══ Record extracts

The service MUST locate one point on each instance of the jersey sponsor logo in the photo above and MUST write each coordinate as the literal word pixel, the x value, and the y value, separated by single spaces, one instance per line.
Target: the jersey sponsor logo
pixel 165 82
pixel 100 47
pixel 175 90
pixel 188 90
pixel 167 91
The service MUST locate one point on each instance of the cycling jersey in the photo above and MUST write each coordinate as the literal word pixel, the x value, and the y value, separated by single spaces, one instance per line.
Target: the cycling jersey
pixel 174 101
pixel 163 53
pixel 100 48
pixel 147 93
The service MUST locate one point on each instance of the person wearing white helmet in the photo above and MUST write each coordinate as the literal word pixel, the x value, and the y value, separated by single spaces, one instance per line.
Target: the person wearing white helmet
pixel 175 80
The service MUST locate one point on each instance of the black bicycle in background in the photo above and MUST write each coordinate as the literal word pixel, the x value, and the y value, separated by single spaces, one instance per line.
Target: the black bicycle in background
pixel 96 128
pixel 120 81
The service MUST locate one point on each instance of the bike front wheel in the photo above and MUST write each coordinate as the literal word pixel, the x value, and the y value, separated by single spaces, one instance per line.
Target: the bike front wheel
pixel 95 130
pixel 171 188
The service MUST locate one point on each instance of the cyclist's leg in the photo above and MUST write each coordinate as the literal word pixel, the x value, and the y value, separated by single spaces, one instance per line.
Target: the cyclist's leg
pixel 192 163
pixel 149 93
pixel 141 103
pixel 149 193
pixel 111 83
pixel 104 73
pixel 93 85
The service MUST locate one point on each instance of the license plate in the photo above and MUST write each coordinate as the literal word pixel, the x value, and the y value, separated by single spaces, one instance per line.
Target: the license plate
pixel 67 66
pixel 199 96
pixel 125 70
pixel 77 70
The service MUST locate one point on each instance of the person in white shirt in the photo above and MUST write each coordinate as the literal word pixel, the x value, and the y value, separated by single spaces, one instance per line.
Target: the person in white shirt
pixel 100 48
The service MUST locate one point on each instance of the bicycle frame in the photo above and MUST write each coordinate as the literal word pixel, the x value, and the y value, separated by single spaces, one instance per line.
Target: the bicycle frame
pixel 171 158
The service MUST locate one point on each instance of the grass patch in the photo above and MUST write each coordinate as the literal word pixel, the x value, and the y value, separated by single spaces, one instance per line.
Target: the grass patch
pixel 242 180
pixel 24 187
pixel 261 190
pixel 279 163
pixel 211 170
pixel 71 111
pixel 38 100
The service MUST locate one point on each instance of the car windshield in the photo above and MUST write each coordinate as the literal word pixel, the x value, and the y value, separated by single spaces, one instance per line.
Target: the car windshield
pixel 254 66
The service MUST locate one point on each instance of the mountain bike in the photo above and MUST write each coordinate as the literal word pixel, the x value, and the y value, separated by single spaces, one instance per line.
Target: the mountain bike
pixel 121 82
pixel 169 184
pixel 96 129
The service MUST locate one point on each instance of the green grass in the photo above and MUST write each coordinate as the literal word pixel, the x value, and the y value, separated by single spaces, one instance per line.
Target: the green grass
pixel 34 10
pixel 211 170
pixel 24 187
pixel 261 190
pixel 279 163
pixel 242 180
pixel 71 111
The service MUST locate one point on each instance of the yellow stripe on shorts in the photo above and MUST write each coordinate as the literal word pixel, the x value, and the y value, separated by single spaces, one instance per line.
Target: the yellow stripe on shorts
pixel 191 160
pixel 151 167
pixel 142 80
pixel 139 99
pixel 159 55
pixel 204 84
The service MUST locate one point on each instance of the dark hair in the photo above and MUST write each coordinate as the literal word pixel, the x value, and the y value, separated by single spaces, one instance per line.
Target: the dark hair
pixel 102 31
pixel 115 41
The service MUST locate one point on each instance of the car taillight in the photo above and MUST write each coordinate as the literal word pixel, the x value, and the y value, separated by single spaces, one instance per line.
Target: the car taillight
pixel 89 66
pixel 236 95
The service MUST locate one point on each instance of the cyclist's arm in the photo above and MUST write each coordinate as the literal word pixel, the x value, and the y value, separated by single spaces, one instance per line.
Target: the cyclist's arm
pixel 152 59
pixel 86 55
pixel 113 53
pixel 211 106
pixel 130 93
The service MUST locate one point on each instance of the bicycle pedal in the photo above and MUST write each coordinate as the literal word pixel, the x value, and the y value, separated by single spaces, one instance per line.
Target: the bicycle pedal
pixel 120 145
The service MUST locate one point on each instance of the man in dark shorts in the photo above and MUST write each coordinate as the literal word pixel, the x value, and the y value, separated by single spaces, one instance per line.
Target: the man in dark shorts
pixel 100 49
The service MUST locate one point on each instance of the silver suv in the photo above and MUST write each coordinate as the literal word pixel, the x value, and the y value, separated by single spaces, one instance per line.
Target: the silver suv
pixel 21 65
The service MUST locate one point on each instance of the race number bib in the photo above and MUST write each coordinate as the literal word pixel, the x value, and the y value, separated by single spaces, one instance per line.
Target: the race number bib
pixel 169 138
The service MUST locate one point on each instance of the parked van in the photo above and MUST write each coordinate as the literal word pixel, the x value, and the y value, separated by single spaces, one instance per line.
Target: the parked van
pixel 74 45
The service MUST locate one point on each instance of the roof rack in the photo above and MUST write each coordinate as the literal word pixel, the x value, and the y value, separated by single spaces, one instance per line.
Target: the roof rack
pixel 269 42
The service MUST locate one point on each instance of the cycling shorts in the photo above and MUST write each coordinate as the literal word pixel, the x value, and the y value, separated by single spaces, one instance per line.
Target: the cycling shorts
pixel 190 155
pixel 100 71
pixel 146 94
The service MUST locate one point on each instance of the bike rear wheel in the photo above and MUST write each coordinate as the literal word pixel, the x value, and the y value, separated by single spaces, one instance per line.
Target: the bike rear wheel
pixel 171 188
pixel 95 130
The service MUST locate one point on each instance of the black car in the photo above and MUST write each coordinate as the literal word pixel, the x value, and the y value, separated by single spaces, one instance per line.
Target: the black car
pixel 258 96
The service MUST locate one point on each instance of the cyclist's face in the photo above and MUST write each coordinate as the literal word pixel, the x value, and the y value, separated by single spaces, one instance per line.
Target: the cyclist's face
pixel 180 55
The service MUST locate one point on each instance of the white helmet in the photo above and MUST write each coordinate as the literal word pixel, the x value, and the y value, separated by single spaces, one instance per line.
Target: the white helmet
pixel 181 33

════

Copy each entry above exactly, character for character.

Answer box:
The service MUST locate one point on each instance of the jersey sponsor logo in the photo above and MUST write each coordinate as the literal word pixel, the x value, and the y value, separated by single spaces, one instance per line.
Target: the jersey sponsor logo
pixel 165 82
pixel 100 47
pixel 175 90
pixel 188 90
pixel 167 91
The service MUST locate one point on each instance of the cycling jersey in the photo above and MUST write each coordinate as the literal word pixel, the x value, and the y value, separated by single spaces, one instance per line.
Target: the cycling jersey
pixel 174 101
pixel 163 53
pixel 100 48
pixel 147 93
The service MUST locate one point on each instance of the person wearing white helmet in the photo above and MUST write each coordinate as the literal word pixel, the x value, and the y value, separated by single spaces, one instance per line.
Target: the person wearing white helmet
pixel 175 80
The service MUST locate one point on each instance of the black bicycle in background in the photo above and MUST write each coordinate as the literal word pixel, the x value, and the y value, separated by single spaces, one instance per line.
Target: the black bicycle in background
pixel 96 128
pixel 120 81
The service MUST locate one point on each instance of the bike front wheel in the photo above and MUST write each coordinate as the literal word pixel, the x value, and the y value, separated by single spaces, one instance per line.
Target: the bike front wheel
pixel 95 130
pixel 171 188
The service MUST locate one point on each instance of the cyclist's leg in the photo above and MUST write each coordinate as the literal word pixel, the x value, and the y value, separated by single spaces, one instance per line.
Target: the cyclist's leg
pixel 192 163
pixel 149 93
pixel 141 103
pixel 149 193
pixel 111 83
pixel 104 73
pixel 93 85
The service MUST locate one point on each instance of the license plate in the photo above and MUST write each coordinate as the literal word pixel, the x value, and the y value, separated by single spaces, one instance per line.
Target: the license plate
pixel 67 66
pixel 199 96
pixel 125 70
pixel 77 70
The service MUST locate one point on each instance of the person in white shirt in the photo above and MUST write each coordinate as the literal word pixel, the x value, and the y value, separated by single spaces, one instance per line.
Target: the person in white shirt
pixel 100 48
The service MUST locate one point on each instance of the bicycle frame in the photo above and MUST write each coordinate as the literal word pixel, the x value, and the y value, separated by single spaces, one instance per line.
Target: the bicycle frame
pixel 171 158
The service MUST locate one point on each instance of the grass patch in the photo above and MUST write each coordinate as the literal word pixel, the x value, and the y value, separated by single spaces, one instance per line.
Target: the grass patch
pixel 242 180
pixel 24 187
pixel 261 190
pixel 279 163
pixel 211 170
pixel 71 111
pixel 38 100
The service MUST locate one point on each instance of the car windshield in the photo above and MUST write each coordinate as the literal word pixel, the x value, and the y value, separated by single spaces, one instance per line.
Target: the car windshield
pixel 254 66
The service MUST locate one point on each instance of the mountain bike in the photo above and MUST write each coordinate as the literal word pixel, the x value, and the y value, separated by single spaces, one instance per line.
Target: the mountain bike
pixel 121 82
pixel 169 184
pixel 96 129
The service MUST locate one point on each instance of the green grass in the photo above and MUST write each coordinate as the literal word pixel, the x value, and the y value, separated by single spaces, one instance per line.
Target: the green grass
pixel 34 10
pixel 211 170
pixel 24 187
pixel 261 190
pixel 279 163
pixel 242 180
pixel 71 111
The service MUST locate one point on each instance of the yellow stripe on shorts in the photo above and MUST write each coordinate as the literal word pixel, the x value, and the y value, separated by single spaces, one instance per line.
Target: the yellow stripe on shorts
pixel 191 160
pixel 151 167
pixel 142 80
pixel 139 99
pixel 159 55
pixel 204 84
The service MUST locate one point on each instance of the dark hair in the photo above and MUST write each coordinate as the literal word pixel, the x value, and the y value, separated by single spaces, one instance per line.
Target: the dark hair
pixel 102 31
pixel 115 41
The service MUST locate one point on each instance of the car taillight in the photo above and MUST write each coordinate as the literal word pixel, the x value, and the y value, separated by single spaces, one instance per line.
Target: the car taillight
pixel 89 66
pixel 236 95
The service MUST locate one point on each instance of the cyclist's arm in the photo above and MUST write each coordinate as the literal word pixel, the x value, and the y value, separated by single spaces, one instance per line.
Target: the cyclist's arm
pixel 152 59
pixel 86 55
pixel 113 53
pixel 211 106
pixel 130 93
The service MUST locate one point on each instance of the bicycle pedal in the photo above and MUST write each coordinate as the literal word pixel, the x value, and the y value, separated by single spaces, one instance per line.
Target: the bicycle pedal
pixel 120 145
The service MUST locate one point on each instance of the man in dark shorts in the photo above and MUST write each coordinate as the literal word pixel, the x value, and the y value, separated by single spaces, one instance per line.
Target: the man in dark shorts
pixel 100 49
The service MUST locate one point on each instance of the silver suv in the photo above and MUST write each coordinate as the literal word pixel, the x value, and the y value, separated by single spaces, one instance per line.
Target: the silver suv
pixel 21 65
The service MUST locate one point on each instance of the race number bib in the photo above and MUST write each coordinate as the literal word pixel, the x value, and the y value, separated by single spaces, one instance per line.
Target: the race number bib
pixel 169 138
The service MUST locate one point on each instance of the parked van in the photo above and MUST write each coordinate as the literal word pixel, the x value, and the y value, separated by single spaces, one instance per line.
Target: the parked van
pixel 74 45
The service MUST locate one point on each instance of the roof rack in the photo above and MUST write each coordinate as the literal word pixel, the x value, and the y value, separated by single spaces, one instance per line.
Target: the roof rack
pixel 269 42
The service MUST locate one point on each instance of the cycling shorts in the photo above and MUST write each coordinate as the literal word pixel, the x value, and the y value, separated by single spaces, one instance per line.
Target: the cycling shorts
pixel 190 155
pixel 100 71
pixel 146 94
The service MUST locate one point on each instance of the bike rear wheel in the photo above and MUST write each coordinate as the literal word pixel, the x value, and the y value, separated by single spaces, one instance per line.
Target: the bike rear wheel
pixel 171 188
pixel 95 130
The service MUST locate one point on each instance of the black car in the photo above and MUST write each coordinate as the literal word pixel, the x value, and the y value, separated by single spaces, one instance per line.
Target: the black car
pixel 258 96
The service MUST locate one point on each instance of the cyclist's face in the photo above and MUST write each coordinate as the literal word pixel, the x value, and the y value, separated by single spaces, one instance per line.
Target: the cyclist's face
pixel 180 55
The service MUST locate one point on each instance of the white helmet in the photo above and MUST write each coordinate as the literal word pixel, the x value, and the y value, separated by single spaces, one instance per line.
Target: the white helmet
pixel 181 33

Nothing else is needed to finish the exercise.